▶ [Records supplied]:
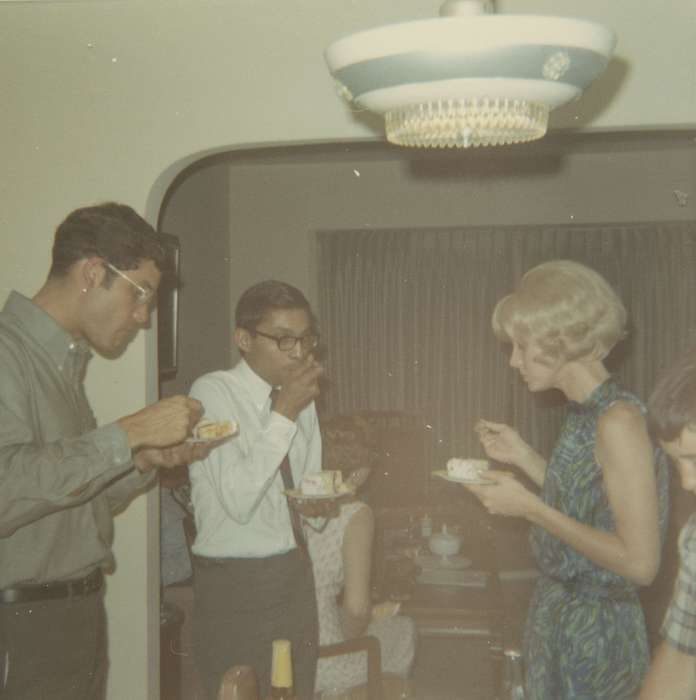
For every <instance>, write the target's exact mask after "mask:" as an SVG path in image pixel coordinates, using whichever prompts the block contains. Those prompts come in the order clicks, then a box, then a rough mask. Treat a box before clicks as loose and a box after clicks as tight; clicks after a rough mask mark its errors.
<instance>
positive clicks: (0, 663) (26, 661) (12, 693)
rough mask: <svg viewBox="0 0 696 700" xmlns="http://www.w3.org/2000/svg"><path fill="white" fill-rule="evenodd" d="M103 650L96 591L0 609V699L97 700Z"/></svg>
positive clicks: (105, 678) (105, 666)
mask: <svg viewBox="0 0 696 700" xmlns="http://www.w3.org/2000/svg"><path fill="white" fill-rule="evenodd" d="M106 645H107V640H106V615H105V612H104V600H103V594H102V592H97V593H92V594H90V595H87V596H84V597H79V598H63V599H60V600H47V601H39V602H34V603H11V604H0V698H2V699H3V700H103V698H104V697H105V690H106V675H107V670H108V658H107V652H106V648H107V647H106Z"/></svg>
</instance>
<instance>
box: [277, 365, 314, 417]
mask: <svg viewBox="0 0 696 700" xmlns="http://www.w3.org/2000/svg"><path fill="white" fill-rule="evenodd" d="M323 373H324V368H323V367H322V366H321V365H320V364H319V363H318V362H317V361H316V360H315V359H314V356H313V355H307V357H306V358H305V359H304V360H302V361H301V362H300V364H299V365H298V366H297V368H295V369H294V370H293V371H292V372H291V373H290V375H289V376H288V378H287V379H286V381H285V382H284V384H283V386H282V387H281V388H280V390H279V391H278V395H277V396H276V397H275V400H274V401H273V410H274V411H275V412H276V413H280V414H281V415H283V416H285V417H286V418H289V419H290V420H291V421H294V420H297V416H298V415H299V414H300V411H301V410H302V409H303V408H305V407H306V406H308V405H309V404H310V403H311V402H312V401H314V399H315V398H316V397H317V396H319V377H321V375H322V374H323Z"/></svg>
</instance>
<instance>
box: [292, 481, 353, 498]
mask: <svg viewBox="0 0 696 700" xmlns="http://www.w3.org/2000/svg"><path fill="white" fill-rule="evenodd" d="M283 493H284V494H285V495H286V496H287V497H288V498H292V499H293V500H294V501H327V500H330V499H332V498H333V499H336V498H343V497H344V496H354V495H355V490H354V489H351V488H350V487H348V486H346V484H343V485H342V486H341V487H340V491H339V492H338V493H327V494H322V495H317V496H311V495H309V494H306V493H302V491H300V489H286V490H285V491H283Z"/></svg>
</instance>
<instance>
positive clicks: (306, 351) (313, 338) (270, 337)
mask: <svg viewBox="0 0 696 700" xmlns="http://www.w3.org/2000/svg"><path fill="white" fill-rule="evenodd" d="M252 334H253V335H260V336H261V337H263V338H268V339H269V340H275V342H276V344H277V345H278V350H280V351H281V352H290V351H291V350H294V349H295V346H296V345H297V343H298V342H299V344H300V347H301V348H302V349H303V350H304V351H305V352H307V351H308V350H314V348H316V347H317V345H319V336H318V335H317V334H316V333H308V334H307V335H301V336H299V337H298V336H295V335H281V336H277V335H269V334H268V333H262V332H261V331H252Z"/></svg>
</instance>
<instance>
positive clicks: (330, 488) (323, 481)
mask: <svg viewBox="0 0 696 700" xmlns="http://www.w3.org/2000/svg"><path fill="white" fill-rule="evenodd" d="M300 491H302V493H303V494H304V495H305V496H337V495H339V494H341V493H344V492H345V489H344V488H343V474H342V473H341V472H340V471H338V470H330V469H325V470H324V471H320V472H314V473H312V474H305V476H304V477H302V483H301V484H300Z"/></svg>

▶ [Required work]: Rewrite the data above with every instance of "positive clicks" changed to "foreground clicks" and everything else kept the same. Leave the pictures out of your answer.

▶ [Output of the task]:
For every <instance>, write the target's exact mask after "mask:" as an SVG path in image pixel coordinates, using whichever prompts the block contains. Those prompts come in the order clicks, then a box, then a rough mask. Treat a box before clicks as loose and a box after clicks as tight; clicks after a rough mask mark its errors.
<instance>
foreground clicks: (0, 663) (26, 661) (12, 693)
rough mask: <svg viewBox="0 0 696 700" xmlns="http://www.w3.org/2000/svg"><path fill="white" fill-rule="evenodd" d="M103 650L96 591L0 609V699L97 700Z"/></svg>
foreground clicks: (105, 678) (105, 666)
mask: <svg viewBox="0 0 696 700" xmlns="http://www.w3.org/2000/svg"><path fill="white" fill-rule="evenodd" d="M106 645H107V640H106V615H105V612H104V600H103V594H102V592H97V593H92V594H90V595H87V596H84V597H79V598H63V599H60V600H47V601H39V602H34V603H11V604H0V698H2V699H3V700H103V698H104V697H105V690H106V675H107V670H108V658H107V652H106V648H107V647H106Z"/></svg>
</instance>
<instance>
box: [277, 365, 314, 417]
mask: <svg viewBox="0 0 696 700" xmlns="http://www.w3.org/2000/svg"><path fill="white" fill-rule="evenodd" d="M323 373H324V368H323V367H322V366H321V365H320V364H319V363H318V362H317V361H316V360H315V359H314V356H313V355H307V357H306V358H305V359H304V360H302V361H301V362H300V364H299V365H298V366H297V368H295V369H294V370H293V371H292V372H291V373H290V375H289V376H288V378H287V379H286V381H285V382H284V384H283V386H282V387H281V388H280V390H279V391H278V395H277V396H276V397H275V400H274V401H273V410H274V411H275V412H276V413H280V414H281V415H283V416H285V417H286V418H289V419H290V420H291V421H294V420H297V416H298V415H299V414H300V411H301V410H302V409H303V408H305V407H306V406H308V405H309V404H310V403H311V402H312V401H314V399H315V398H316V397H317V396H319V377H321V375H322V374H323Z"/></svg>
</instance>
<instance>
box: [292, 481, 353, 498]
mask: <svg viewBox="0 0 696 700" xmlns="http://www.w3.org/2000/svg"><path fill="white" fill-rule="evenodd" d="M283 493H284V494H285V495H286V496H287V497H288V498H292V499H293V500H294V501H327V500H330V499H332V498H333V499H336V498H343V497H344V496H354V495H355V490H354V489H351V488H350V487H348V486H346V484H343V485H342V486H341V487H340V491H339V492H338V493H327V494H322V495H317V496H311V495H309V494H306V493H302V491H300V489H286V490H285V491H283Z"/></svg>
</instance>
<instance>
foreground clicks: (306, 351) (313, 338) (270, 337)
mask: <svg viewBox="0 0 696 700" xmlns="http://www.w3.org/2000/svg"><path fill="white" fill-rule="evenodd" d="M252 334H253V335H260V336H261V337H263V338H268V339H269V340H275V342H276V344H277V345H278V350H280V351H281V352H290V351H291V350H294V349H295V346H296V345H297V343H298V342H299V344H300V347H301V348H302V349H303V350H304V351H305V352H307V351H308V350H314V348H316V347H317V345H319V336H318V335H317V334H316V333H308V334H307V335H301V336H299V337H298V336H295V335H281V336H277V335H269V334H268V333H262V332H261V331H252Z"/></svg>
</instance>
<instance>
foreground clicks: (330, 488) (323, 481)
mask: <svg viewBox="0 0 696 700" xmlns="http://www.w3.org/2000/svg"><path fill="white" fill-rule="evenodd" d="M300 491H302V493H303V494H304V495H305V496H337V495H339V494H341V493H344V492H345V489H344V488H343V474H342V473H341V472H340V471H338V470H330V469H325V470H324V471H320V472H314V473H312V474H305V476H304V477H302V483H301V484H300Z"/></svg>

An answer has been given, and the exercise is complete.